[Exercise] Return the portion of the post below starting at "Anyways, I removed" and ending at "from my likes.", copied word for word.

(Text section begins)

I'm sorry for what you must be going through.

hugs

Grieving seems to have become a way of life for me over the past nearly three years. The good news is I seem to be able to deal with it pretty good. I understand it and let it happen
 
I am back home for a week. Currently concentrating on working on the house. I kind of let that go during the Bella Debacle.

Speaking of which, Bella cut out all communication with me. It's baffling to me. I don't want to pursue anything, but I would like to get some stuff back that I left at her place. I guess I should just write that stuff off?

Anyways, I removed all the wallpaper border from the back room. Today I'm going to work on patching the walls and fixing minor imperfections. I should be ready to start priming tomorrow or the next day.
 
I put up my OKC ad and got two likes in the first two days. The first was from a 61% match, but she had only answered a few questions. So I figured I'd write and say hello (and other stuff, not just hello) since she saw something that interested her. Haven't heard anything back.

The second was 80-something% but a little out of my age range. That one ended up disappearing from my likes.

I don't really expect much as far as getting contacted. It's always been pretty rare.

As for prospects, they are slim in my immediate area. I opened it up to 50 miles and got some more possibilities. So far I have been using non-monogamous as part of the search. That is split into two searches, single and not single. It seems the attached women are mostly looking for one nighters. Not too many actual poly. I am interested in one in particular. She is in an open marriage, submissive, and open to FWB, though she is also fond of one nighters. I'm not usually a one and done guy, but I figure I'll contact her when I get closer to home.

I'm back on the road now, but solo. No more Trumpanzee for the moment. His wife had to have a minor surgery, so he is staying home to help with the kids. He was really getting on my nerves, so I am happy for the break.
 
Not only did I not get a reply, but the conversation is completely gone...lol.

I forgot to remove Bella from my FB. She posted something like, " It's amazing how good I am at reading people. I'll keep trusting in the Almighty Jesus Christ."

"You can't read shit", I thought as I unfriended her. Apparently the anger I wasn't letting myself feel came bubbling up anyway.
 
I had the conversation disappear entirely too. It's really discouraging. I think it happens when someone unlikes your profile. But I'm not sure about this.

Why is Bella wound up about you being on OKC? Not that it matters.

Good luck with the profile. I've found OKC to be mostly meh with bursts of worthwhileness.

(Text section ends)
(Data begins)

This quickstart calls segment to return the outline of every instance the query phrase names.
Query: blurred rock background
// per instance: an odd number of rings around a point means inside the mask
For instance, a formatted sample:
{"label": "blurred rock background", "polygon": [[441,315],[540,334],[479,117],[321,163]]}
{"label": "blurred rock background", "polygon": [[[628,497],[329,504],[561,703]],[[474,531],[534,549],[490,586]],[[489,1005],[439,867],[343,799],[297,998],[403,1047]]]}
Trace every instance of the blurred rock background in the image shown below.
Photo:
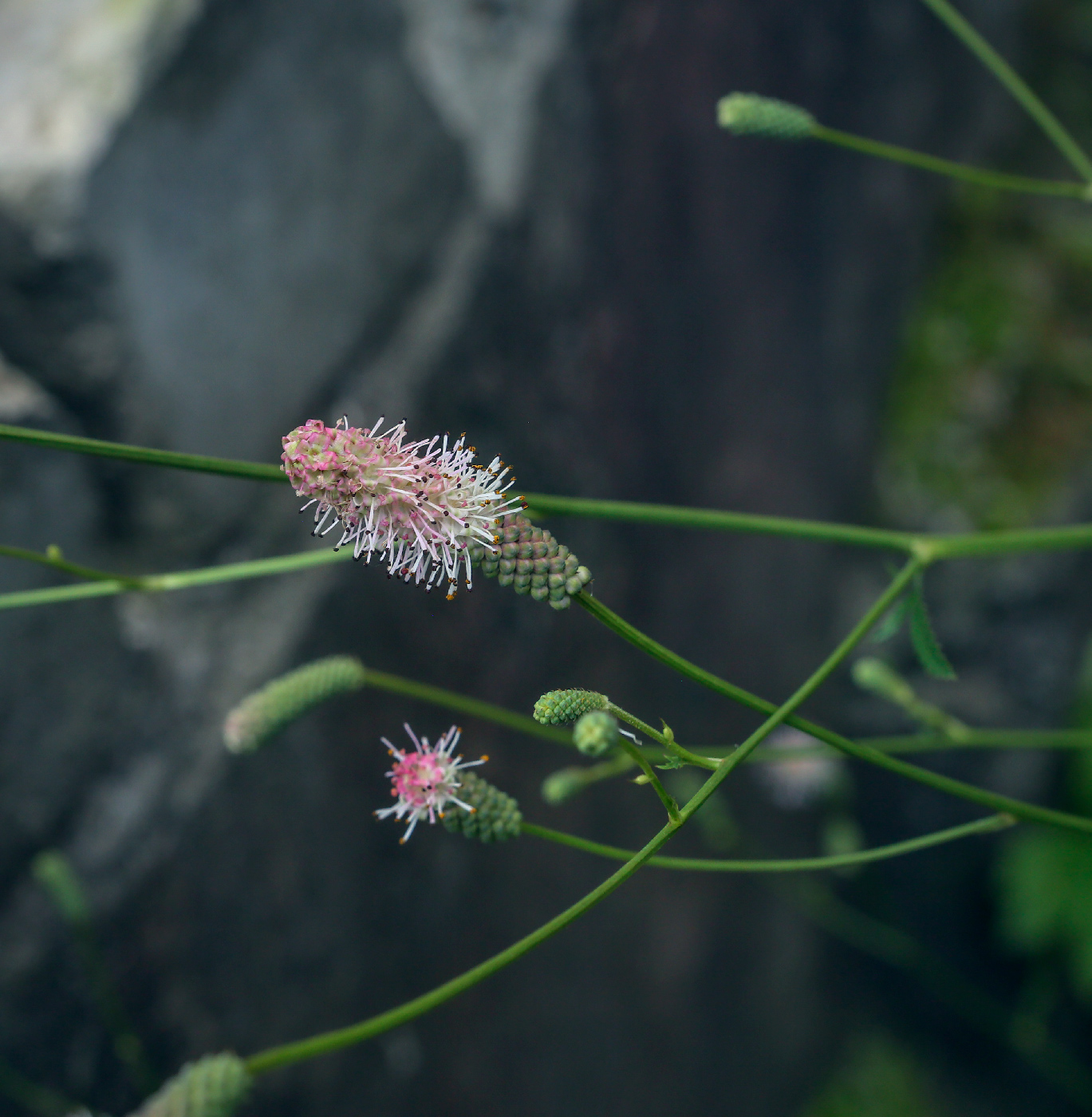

(Data ends)

[Solved problem]
Anyways, I removed all the wallpaper border from the back room. Today I'm going to work on patching the walls and fixing minor imperfections. I should be ready to start priming tomorrow or the next day.
 
I put up my OKC ad and got two likes in the first two days. The first was from a 61% match, but she had only answered a few questions. So I figured I'd write and say hello (and other stuff, not just hello) since she saw something that interested her. Haven't heard anything back.

The second was 80-something% but a little out of my age range. That one ended up disappearing from my likes.